Source extract:
....

Rethinking The Blog Love Fest Over Beer Wars The Movie…

Unless you’ve had your head in your glass for the last few weeks, it’s pretty hard to have missed the onslaught of blog posts and Twitter tweets/tweeks/whatever about the upcoming release of Beer Wars. The first documentary film by producer/writer/director Anat Baron seeks to go “behind the scenes of the daily battles and all out wars that dominate one of America’s favorite industries.?

bw2.jpgLike many others, I first heard of the Beer Wars project at the Great American Beer Festival in Denver, Colorado, in 2005. The producers shot some scenes at the festival and there was a little buzz about it. The project then fell off the radar and I occasionally ran a search to find out what had happened, with no results. Fast forward to last month and Beer Wars was suddenly back with some strength. In a post on her blog, Baron explained the delay as her having missed “the window when documentary films were big news and were getting rich distribution deals…But now that I’ve given up on that fantasy, the reality is actually more exciting. I get to make the decisions and sheppard (sp) my film without having ‘suits’ make decisions for me.?

While I’m interested in seeing and reviewing the film, the recent blog coverage has piqued my interest the most. In recent weeks, we’ve seen some very fawning endorsements of the film, not only from people who appear in the film, but from beer industry insiders and novice and professional beer writers as well. One particularly breathless account by my usually level-headed colleague Jay Brooks sums up the sycophantic blog mood of recent weeks.

Beer Wars is nothing new. The war itself has been quietly raging for years and years. But only insiders have been aware of it and even fewer still have been willing to admit it and talk about it publicly. This film should blow the lid off of that and make honest debate at least possible. That would be a great first step in bringing more people over to the craft beer side. Just like Star Wars, the craft beer movement is the rebellion and we’re fighting the empire for galactic beer domination. Once enough people realize we’ve got Han Solo, Luke Skywalker, Princess Leia and the Ewoks on our side, how could anyone possibly continue to support the dark side? Still not convinced. Watch the trailer. Let the fermentation be with you.

....

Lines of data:
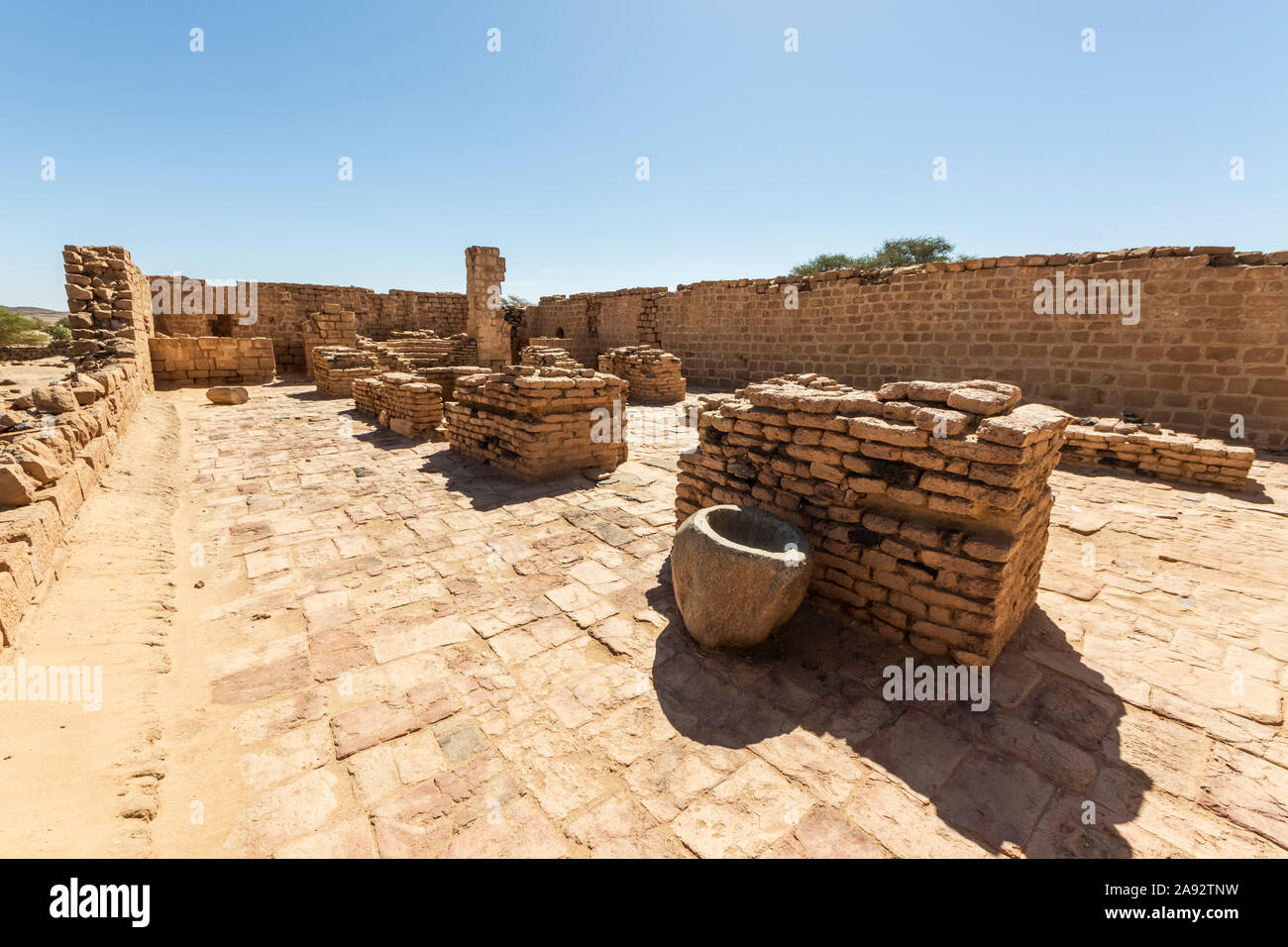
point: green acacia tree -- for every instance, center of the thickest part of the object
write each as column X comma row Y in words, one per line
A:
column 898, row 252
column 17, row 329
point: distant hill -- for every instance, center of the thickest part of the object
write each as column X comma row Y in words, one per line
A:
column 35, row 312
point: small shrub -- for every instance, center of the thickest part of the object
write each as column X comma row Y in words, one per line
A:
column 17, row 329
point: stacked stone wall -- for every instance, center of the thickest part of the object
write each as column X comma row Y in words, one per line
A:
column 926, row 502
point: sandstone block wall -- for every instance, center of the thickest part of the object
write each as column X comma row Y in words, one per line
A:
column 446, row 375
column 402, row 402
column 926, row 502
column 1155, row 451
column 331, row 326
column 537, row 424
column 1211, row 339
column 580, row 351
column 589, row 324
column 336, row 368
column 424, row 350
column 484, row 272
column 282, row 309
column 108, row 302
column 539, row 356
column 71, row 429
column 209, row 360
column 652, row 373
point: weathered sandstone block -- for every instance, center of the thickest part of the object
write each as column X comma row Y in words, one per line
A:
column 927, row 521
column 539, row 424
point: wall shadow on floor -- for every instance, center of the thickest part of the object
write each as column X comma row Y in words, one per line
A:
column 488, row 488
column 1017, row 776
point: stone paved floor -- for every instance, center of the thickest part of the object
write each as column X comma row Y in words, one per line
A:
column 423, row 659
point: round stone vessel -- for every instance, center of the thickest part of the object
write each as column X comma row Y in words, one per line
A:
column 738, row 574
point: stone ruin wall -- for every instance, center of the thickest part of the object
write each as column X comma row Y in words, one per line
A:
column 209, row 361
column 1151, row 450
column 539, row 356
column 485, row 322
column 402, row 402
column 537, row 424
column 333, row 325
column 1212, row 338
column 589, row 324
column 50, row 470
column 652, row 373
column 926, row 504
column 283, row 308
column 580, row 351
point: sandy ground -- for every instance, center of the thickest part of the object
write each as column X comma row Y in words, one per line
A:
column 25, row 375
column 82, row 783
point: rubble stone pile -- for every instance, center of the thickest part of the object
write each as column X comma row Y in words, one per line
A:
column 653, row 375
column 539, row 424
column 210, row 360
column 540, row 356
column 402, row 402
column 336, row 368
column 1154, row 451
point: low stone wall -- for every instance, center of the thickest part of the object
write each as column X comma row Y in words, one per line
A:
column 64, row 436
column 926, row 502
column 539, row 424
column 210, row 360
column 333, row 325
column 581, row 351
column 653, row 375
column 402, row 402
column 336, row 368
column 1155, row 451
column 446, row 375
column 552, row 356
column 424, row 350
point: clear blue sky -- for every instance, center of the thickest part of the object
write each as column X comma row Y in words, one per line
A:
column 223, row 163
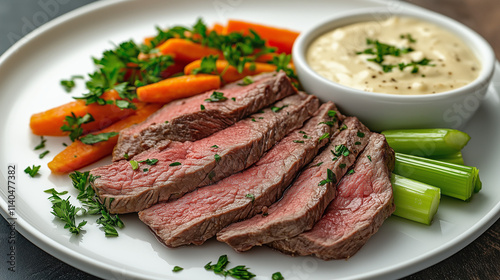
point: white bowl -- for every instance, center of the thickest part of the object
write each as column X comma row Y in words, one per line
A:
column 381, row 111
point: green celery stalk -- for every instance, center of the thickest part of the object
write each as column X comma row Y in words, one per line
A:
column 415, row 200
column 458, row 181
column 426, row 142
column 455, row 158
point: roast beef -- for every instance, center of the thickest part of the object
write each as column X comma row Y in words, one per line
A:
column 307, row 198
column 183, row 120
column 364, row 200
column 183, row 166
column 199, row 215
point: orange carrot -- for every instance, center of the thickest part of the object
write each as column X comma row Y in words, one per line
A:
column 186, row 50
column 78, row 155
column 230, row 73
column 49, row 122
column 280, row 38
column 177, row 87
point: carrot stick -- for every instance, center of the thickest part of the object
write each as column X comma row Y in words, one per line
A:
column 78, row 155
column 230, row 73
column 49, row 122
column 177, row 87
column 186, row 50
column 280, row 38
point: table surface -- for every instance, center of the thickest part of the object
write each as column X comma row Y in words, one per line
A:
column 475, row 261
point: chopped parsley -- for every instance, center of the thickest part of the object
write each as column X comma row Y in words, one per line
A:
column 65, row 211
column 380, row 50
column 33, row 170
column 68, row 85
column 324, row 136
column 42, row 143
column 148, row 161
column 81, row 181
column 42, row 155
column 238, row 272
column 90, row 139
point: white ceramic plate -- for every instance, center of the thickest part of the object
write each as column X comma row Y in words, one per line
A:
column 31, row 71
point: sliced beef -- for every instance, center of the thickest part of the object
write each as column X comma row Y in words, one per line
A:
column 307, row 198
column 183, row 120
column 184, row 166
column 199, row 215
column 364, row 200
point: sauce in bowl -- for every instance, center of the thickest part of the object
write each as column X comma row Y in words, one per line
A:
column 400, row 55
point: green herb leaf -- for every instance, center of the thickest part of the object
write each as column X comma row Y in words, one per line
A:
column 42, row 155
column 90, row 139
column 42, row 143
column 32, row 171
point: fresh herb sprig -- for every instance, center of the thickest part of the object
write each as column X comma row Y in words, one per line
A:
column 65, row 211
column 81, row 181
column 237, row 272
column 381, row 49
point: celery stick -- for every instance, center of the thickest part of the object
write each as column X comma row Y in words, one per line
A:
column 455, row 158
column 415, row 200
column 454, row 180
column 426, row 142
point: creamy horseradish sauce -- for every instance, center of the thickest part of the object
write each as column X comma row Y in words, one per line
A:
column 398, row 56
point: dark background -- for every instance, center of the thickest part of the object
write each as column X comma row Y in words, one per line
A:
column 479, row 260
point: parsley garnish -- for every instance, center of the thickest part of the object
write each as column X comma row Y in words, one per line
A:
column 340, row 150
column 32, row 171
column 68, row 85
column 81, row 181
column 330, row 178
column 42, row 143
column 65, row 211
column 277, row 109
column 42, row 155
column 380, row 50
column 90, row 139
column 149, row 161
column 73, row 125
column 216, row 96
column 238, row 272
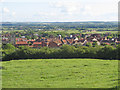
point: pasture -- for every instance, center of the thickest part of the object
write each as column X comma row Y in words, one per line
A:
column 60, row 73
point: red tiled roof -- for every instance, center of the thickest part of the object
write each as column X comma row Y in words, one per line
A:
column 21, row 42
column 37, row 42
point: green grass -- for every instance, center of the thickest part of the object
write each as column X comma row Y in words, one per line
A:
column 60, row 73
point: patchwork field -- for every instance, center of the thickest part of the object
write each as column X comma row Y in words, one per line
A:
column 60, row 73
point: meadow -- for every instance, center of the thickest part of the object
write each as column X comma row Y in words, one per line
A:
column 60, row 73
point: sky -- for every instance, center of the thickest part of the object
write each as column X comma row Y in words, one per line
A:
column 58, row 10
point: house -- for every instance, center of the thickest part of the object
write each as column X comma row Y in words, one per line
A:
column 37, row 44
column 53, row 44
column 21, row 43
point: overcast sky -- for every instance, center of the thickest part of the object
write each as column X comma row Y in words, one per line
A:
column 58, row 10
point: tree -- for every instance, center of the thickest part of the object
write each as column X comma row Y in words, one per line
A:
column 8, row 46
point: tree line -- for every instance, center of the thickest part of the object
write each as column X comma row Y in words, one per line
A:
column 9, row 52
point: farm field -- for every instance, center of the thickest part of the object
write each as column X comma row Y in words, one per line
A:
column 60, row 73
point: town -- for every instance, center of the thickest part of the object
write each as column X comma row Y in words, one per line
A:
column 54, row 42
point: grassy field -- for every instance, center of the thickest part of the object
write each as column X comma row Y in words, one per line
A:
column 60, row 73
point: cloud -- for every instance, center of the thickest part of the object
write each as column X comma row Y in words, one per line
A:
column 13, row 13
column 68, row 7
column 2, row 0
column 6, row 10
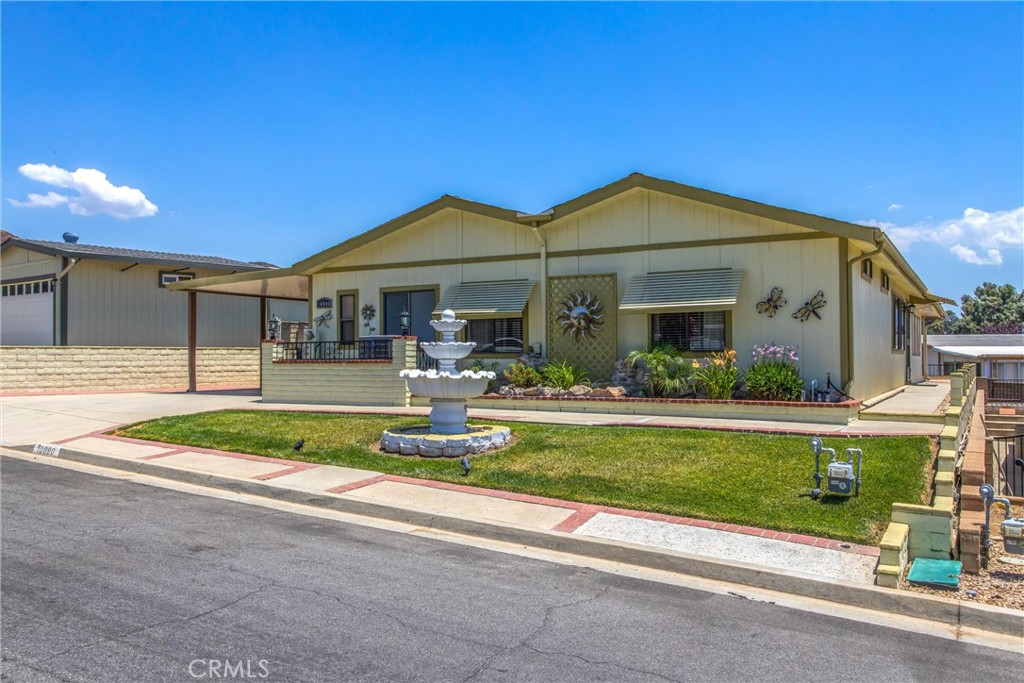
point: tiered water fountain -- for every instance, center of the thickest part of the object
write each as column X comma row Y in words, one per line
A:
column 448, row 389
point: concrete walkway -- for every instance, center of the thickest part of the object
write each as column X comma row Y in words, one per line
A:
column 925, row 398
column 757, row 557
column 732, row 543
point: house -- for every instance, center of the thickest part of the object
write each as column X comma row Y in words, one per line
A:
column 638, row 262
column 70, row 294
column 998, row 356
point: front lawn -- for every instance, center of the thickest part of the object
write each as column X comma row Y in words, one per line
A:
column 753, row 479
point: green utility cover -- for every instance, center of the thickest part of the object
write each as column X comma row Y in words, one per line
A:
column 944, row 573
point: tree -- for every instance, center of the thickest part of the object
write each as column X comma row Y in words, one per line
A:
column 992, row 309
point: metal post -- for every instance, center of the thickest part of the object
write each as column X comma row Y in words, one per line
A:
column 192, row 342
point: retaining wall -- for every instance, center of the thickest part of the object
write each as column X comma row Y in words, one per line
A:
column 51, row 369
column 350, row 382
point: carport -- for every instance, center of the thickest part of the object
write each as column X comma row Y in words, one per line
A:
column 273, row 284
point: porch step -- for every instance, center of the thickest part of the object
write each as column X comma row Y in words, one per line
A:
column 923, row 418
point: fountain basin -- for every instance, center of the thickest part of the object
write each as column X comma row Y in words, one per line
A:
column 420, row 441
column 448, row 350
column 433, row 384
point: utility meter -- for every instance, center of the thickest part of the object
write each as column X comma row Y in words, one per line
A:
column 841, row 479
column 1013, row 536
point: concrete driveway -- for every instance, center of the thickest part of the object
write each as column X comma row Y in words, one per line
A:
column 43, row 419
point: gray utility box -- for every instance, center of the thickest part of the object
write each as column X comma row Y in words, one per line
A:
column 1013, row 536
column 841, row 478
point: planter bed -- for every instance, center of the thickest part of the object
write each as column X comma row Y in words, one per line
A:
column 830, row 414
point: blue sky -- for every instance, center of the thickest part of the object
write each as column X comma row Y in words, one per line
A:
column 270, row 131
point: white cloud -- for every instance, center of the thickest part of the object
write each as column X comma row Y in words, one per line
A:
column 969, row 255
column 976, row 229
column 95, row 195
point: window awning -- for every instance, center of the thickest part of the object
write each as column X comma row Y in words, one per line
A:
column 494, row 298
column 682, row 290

....

Exercise: Render this sentence from the Beer Wars post in Spanish: "The producers shot some scenes at the festival and there was a little buzz about it." The items have nothing to do with the Beer Wars post.

Reply to the task: Los productores filmaron algunas escenas en el festival y se generó un poco de expectación al respecto.